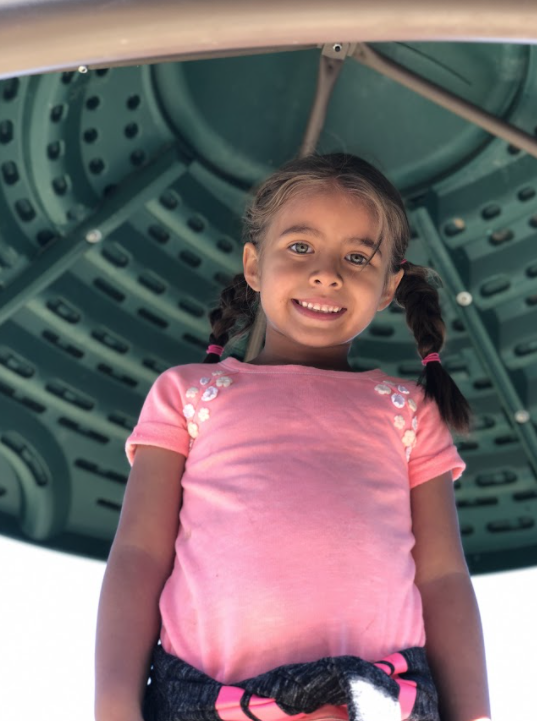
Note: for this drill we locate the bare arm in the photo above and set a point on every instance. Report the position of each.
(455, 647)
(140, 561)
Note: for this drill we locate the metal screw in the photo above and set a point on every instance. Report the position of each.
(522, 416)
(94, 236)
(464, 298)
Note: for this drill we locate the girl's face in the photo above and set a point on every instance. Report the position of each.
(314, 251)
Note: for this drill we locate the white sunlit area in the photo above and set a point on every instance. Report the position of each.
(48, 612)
━━━━━━━━━━
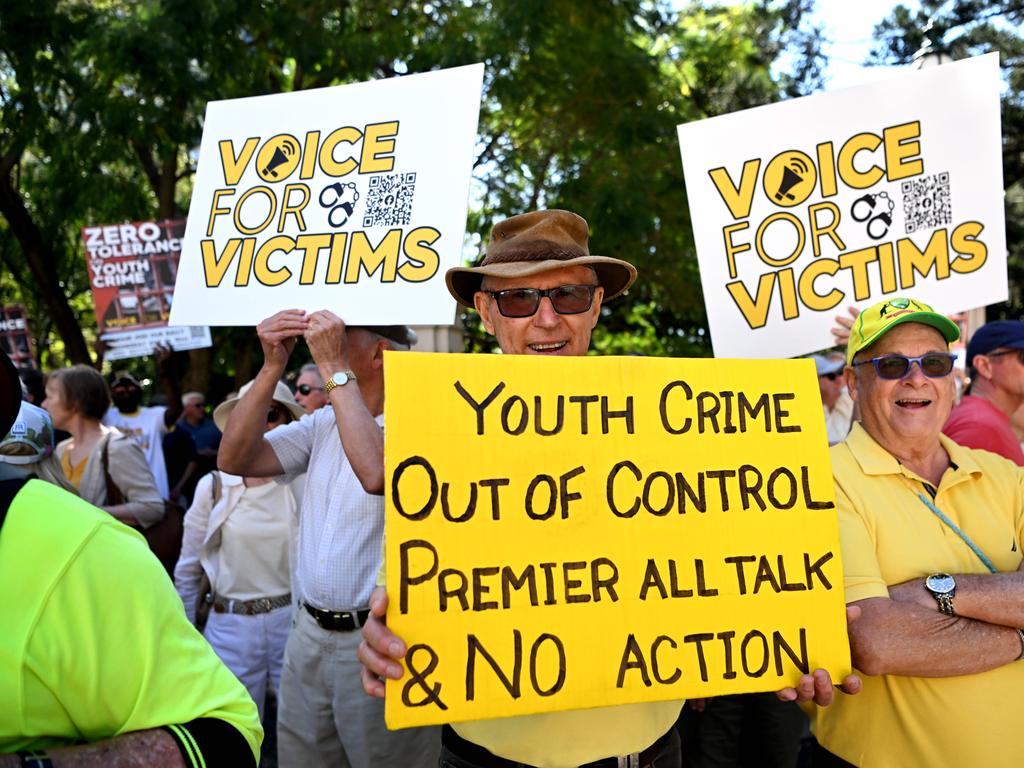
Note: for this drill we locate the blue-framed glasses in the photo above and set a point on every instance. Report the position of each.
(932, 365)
━━━━━━━━━━
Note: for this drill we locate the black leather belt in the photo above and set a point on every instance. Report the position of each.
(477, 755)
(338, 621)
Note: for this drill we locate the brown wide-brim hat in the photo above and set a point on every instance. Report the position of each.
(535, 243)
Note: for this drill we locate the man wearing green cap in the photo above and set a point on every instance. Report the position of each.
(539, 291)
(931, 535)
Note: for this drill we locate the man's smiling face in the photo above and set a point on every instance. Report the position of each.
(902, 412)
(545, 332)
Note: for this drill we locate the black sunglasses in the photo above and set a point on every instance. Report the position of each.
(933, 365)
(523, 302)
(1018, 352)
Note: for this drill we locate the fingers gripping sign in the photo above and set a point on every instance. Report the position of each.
━━━━━━━━━━
TASK – Using the records above, restate word for word the lines from the one with "Note: for this drill we locate the man's" through the one with "Note: for this drill we locate the fingers", both included.

TASK ANSWER –
Note: for this drill we locate the man's smiling face in the photo above and set a point on every instance. Report the position of each.
(902, 412)
(545, 332)
Note: for this drill we locate the black sunglasses in the photo above and set a point on every instance. Report the position of each.
(933, 365)
(523, 302)
(1018, 352)
Note: for this drill we locate the fingers gripping sign in the photo above and set a point on every instance. Report the position of each.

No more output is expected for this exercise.